[start of Records for the task]
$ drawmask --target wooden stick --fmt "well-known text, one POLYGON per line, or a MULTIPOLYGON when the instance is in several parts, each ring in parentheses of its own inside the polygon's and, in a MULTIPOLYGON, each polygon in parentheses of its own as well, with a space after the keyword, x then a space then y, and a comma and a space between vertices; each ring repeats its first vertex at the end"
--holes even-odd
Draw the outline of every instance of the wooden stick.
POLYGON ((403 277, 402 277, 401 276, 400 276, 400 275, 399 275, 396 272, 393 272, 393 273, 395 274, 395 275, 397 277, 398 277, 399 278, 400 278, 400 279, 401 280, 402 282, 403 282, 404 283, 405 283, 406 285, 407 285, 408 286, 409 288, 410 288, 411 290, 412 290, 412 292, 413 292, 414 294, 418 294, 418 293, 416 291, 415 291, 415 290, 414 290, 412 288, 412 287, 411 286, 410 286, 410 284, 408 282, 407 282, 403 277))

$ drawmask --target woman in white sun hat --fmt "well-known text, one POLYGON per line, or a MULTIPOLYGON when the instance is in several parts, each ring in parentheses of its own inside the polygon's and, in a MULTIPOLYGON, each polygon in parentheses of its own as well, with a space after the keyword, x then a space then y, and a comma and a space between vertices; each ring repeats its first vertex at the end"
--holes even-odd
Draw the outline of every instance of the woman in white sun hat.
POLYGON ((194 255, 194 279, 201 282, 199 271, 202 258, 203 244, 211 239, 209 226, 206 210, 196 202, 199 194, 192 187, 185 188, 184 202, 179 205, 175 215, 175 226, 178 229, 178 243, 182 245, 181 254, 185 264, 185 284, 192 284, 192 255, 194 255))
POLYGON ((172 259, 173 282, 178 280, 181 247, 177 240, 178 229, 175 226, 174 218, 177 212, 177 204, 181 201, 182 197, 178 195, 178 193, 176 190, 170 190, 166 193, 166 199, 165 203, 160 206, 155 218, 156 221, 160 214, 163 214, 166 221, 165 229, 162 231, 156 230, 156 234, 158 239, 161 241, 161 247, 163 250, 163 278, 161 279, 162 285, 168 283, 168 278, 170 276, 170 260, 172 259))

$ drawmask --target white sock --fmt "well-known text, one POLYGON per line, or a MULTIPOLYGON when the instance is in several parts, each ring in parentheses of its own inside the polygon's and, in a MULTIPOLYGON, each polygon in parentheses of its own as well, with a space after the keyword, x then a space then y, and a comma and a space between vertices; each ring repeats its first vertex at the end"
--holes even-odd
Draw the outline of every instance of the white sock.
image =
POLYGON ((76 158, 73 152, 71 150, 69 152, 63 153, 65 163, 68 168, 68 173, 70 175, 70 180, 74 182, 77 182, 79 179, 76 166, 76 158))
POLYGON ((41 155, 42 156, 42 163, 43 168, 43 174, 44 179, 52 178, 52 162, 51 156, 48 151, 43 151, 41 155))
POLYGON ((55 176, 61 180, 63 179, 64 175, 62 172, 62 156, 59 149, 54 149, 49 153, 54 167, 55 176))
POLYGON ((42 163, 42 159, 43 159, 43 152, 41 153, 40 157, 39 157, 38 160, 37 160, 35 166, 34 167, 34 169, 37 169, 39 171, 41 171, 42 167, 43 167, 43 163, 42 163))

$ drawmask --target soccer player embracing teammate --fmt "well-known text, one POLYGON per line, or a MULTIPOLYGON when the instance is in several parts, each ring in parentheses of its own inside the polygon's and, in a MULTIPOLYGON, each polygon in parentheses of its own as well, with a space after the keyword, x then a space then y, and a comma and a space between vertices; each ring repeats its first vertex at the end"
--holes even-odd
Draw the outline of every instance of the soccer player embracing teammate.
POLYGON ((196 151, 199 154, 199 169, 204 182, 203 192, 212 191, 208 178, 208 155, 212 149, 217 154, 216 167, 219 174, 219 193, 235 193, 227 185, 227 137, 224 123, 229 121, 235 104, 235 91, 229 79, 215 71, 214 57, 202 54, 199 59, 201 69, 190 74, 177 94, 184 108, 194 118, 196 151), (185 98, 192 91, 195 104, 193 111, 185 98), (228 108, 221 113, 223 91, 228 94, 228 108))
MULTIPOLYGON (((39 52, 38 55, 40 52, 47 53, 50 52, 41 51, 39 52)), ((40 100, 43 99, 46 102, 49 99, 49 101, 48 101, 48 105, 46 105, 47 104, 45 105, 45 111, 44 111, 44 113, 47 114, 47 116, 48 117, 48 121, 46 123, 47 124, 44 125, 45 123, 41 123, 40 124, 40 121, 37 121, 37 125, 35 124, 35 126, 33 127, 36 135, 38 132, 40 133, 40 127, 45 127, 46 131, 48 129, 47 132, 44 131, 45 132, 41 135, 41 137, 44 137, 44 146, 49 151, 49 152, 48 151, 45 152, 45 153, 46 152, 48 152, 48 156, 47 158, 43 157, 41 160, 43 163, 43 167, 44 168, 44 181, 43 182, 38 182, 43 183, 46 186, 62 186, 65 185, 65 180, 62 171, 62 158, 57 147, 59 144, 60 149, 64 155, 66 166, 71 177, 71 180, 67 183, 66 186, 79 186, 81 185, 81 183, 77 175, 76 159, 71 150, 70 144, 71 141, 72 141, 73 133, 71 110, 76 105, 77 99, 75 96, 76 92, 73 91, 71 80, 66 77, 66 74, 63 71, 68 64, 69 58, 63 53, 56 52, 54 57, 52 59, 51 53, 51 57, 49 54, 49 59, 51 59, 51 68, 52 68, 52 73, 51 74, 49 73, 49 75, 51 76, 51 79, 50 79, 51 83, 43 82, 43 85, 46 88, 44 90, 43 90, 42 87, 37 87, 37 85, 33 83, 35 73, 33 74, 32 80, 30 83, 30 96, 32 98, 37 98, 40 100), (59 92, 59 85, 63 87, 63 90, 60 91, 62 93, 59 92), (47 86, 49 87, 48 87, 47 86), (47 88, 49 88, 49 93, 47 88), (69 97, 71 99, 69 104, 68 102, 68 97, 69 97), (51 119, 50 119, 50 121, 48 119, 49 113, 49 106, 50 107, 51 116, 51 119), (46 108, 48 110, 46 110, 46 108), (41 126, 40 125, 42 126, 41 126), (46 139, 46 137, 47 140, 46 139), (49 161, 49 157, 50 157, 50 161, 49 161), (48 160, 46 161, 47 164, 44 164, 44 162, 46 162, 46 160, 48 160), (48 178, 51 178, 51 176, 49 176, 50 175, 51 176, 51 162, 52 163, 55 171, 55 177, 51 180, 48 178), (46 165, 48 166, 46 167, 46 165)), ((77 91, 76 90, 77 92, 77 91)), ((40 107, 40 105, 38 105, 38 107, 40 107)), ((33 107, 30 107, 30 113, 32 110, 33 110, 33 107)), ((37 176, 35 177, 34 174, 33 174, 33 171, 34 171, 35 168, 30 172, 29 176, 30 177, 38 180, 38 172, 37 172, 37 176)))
[end of Records for the task]
*Given instruction*. Reproduce all of the records above verbatim, keeping every line and character unchanged.

*Output of the task*.
$ drawmask --target wooden stick --fmt "well-known text, one POLYGON per line, or a MULTIPOLYGON when the instance is in several parts, each ring in parentheses of its own inside the polygon's and, in a MULTIPOLYGON, each polygon in parentheses of its own as well, with a space after the keyword, x then a space then y, and a comma and a space between vertices; each ring repeats its first vertex at the end"
--holes even-odd
Draw the outline of every instance of the wooden stick.
POLYGON ((403 277, 402 277, 401 276, 400 276, 400 275, 399 275, 396 272, 393 272, 393 273, 395 274, 395 275, 397 277, 398 277, 399 278, 400 278, 400 279, 401 280, 402 282, 403 282, 404 283, 405 283, 406 285, 407 285, 408 286, 409 288, 410 288, 411 290, 412 290, 412 292, 413 292, 414 294, 418 294, 418 293, 416 291, 415 291, 415 290, 414 290, 412 288, 412 287, 411 286, 410 286, 410 284, 408 282, 407 282, 403 277))

$ drawmask --target woman in white sun hat --fmt "well-known text, one POLYGON per line, or a MULTIPOLYGON when the instance is in several parts, each ring in parentheses of its own inside the polygon's and, in a MULTIPOLYGON, each polygon in parentheses of its own as well, with a space after the keyword, x then a space then y, and a comma and a space between vertices; each ring repeats its first vertex at the end"
--holes even-odd
Draw the outline of every instance of the woman in white sun hat.
POLYGON ((194 255, 194 279, 201 282, 199 271, 202 258, 203 244, 211 239, 209 226, 206 210, 196 202, 199 194, 192 187, 185 188, 184 202, 179 205, 175 215, 175 226, 178 229, 178 243, 182 245, 181 254, 185 264, 185 284, 192 284, 192 255, 194 255))
POLYGON ((172 259, 173 282, 178 280, 181 247, 177 240, 178 229, 175 226, 174 218, 177 212, 177 204, 181 201, 182 197, 178 195, 178 193, 176 190, 170 190, 166 193, 166 199, 165 203, 160 206, 155 218, 156 221, 160 214, 163 214, 166 221, 165 229, 162 231, 156 230, 156 234, 158 239, 161 241, 161 247, 163 250, 163 278, 161 279, 162 285, 168 283, 168 278, 170 276, 170 260, 172 259))

$ drawmask --target white sock --fmt "well-known text, one POLYGON per line, or a MULTIPOLYGON when the instance is in several parts, each ring in parentheses of its own inside the polygon's and, in a MULTIPOLYGON, each polygon in parentheses of its own as well, with a space after the keyword, x then a space then y, and a comma and a space between vertices; each ring repeats its first vertex at the end"
--holes even-odd
Draw the outline of every instance of the white sock.
image =
POLYGON ((76 158, 73 152, 71 150, 69 152, 63 153, 65 163, 68 168, 68 173, 70 175, 70 180, 74 182, 77 182, 79 179, 76 166, 76 158))
POLYGON ((41 155, 42 156, 42 163, 43 168, 43 174, 44 179, 52 178, 52 162, 51 156, 48 151, 43 151, 41 155))
POLYGON ((55 176, 61 180, 63 179, 64 175, 62 172, 62 156, 59 149, 54 149, 49 153, 54 167, 55 176))
POLYGON ((42 163, 42 159, 43 159, 43 152, 41 153, 40 157, 39 157, 38 160, 37 160, 35 166, 34 167, 34 169, 37 169, 39 171, 41 171, 42 167, 43 167, 43 163, 42 163))

$ drawmask --target soccer player embracing teammate --fmt "well-known text, one POLYGON per line, or a MULTIPOLYGON when the instance is in several parts, each ring in parentheses of its own inside the polygon's and, in a MULTIPOLYGON, each polygon in parentheses of its own as well, with a space after the keyword, x then a space then y, and a comma and a space between vertices; each ring repeats its first vertex at the end"
--holes even-odd
Draw the outline of every instance of the soccer player embracing teammate.
POLYGON ((196 151, 199 154, 199 169, 204 182, 203 192, 212 191, 208 178, 208 155, 212 149, 217 154, 216 167, 219 174, 219 193, 235 193, 227 185, 227 137, 224 123, 229 121, 235 104, 235 91, 229 79, 215 71, 214 57, 202 54, 199 59, 201 69, 190 74, 177 94, 184 108, 194 118, 196 151), (185 98, 192 91, 195 104, 193 111, 185 98), (228 108, 221 113, 223 91, 228 94, 228 108))
MULTIPOLYGON (((39 52, 38 55, 40 52, 47 53, 50 52, 41 51, 39 52)), ((40 100, 43 99, 46 102, 49 99, 49 101, 48 101, 48 105, 46 105, 47 104, 45 105, 45 111, 44 111, 44 113, 47 114, 47 116, 48 117, 48 121, 46 123, 47 124, 44 125, 45 123, 41 123, 40 124, 40 121, 37 121, 37 125, 35 124, 35 126, 33 127, 36 135, 38 132, 40 133, 40 127, 45 127, 46 131, 48 129, 47 132, 44 131, 45 132, 41 135, 41 137, 44 137, 44 146, 49 151, 49 152, 48 151, 45 152, 45 153, 46 152, 48 152, 48 156, 47 158, 43 157, 41 160, 43 163, 43 167, 44 168, 44 181, 43 182, 38 182, 43 183, 46 186, 62 186, 65 185, 65 180, 62 171, 62 158, 57 147, 59 144, 60 149, 64 155, 66 166, 71 177, 71 180, 67 183, 66 186, 79 186, 81 185, 81 183, 77 175, 76 159, 71 150, 70 144, 71 141, 72 141, 73 133, 71 110, 76 105, 77 99, 75 96, 76 92, 73 91, 71 80, 66 77, 66 74, 63 71, 68 64, 69 58, 63 53, 56 52, 54 57, 52 59, 51 53, 51 57, 49 54, 49 59, 51 59, 51 68, 52 68, 52 73, 51 74, 49 73, 49 75, 51 76, 51 79, 50 79, 51 83, 43 82, 43 85, 46 88, 44 90, 43 90, 42 87, 37 87, 37 85, 33 83, 35 73, 33 74, 32 80, 30 83, 30 96, 32 98, 37 98, 40 100), (59 92, 59 85, 63 87, 63 90, 60 91, 62 93, 59 92), (47 86, 49 87, 48 87, 47 86), (47 88, 49 88, 49 93, 47 88), (69 97, 71 99, 69 104, 68 102, 68 97, 69 97), (51 119, 50 119, 50 121, 48 119, 49 113, 49 106, 50 107, 51 116, 51 119), (46 108, 48 110, 46 110, 46 108), (41 126, 40 125, 42 126, 41 126), (46 139, 46 137, 47 140, 46 139), (49 161, 49 157, 50 157, 50 161, 49 161), (48 160, 46 161, 47 164, 44 164, 44 162, 46 162, 46 160, 48 160), (48 178, 51 178, 51 176, 49 176, 50 175, 51 176, 51 162, 52 163, 55 171, 55 177, 51 180, 48 178), (46 165, 48 166, 46 167, 46 165)), ((77 91, 76 90, 77 92, 77 91)), ((40 107, 40 105, 38 105, 38 107, 40 107)), ((33 107, 30 107, 30 113, 32 110, 33 110, 33 107)), ((37 176, 35 177, 34 174, 33 174, 33 171, 34 171, 35 168, 30 172, 29 176, 30 177, 38 180, 38 172, 37 172, 37 176)))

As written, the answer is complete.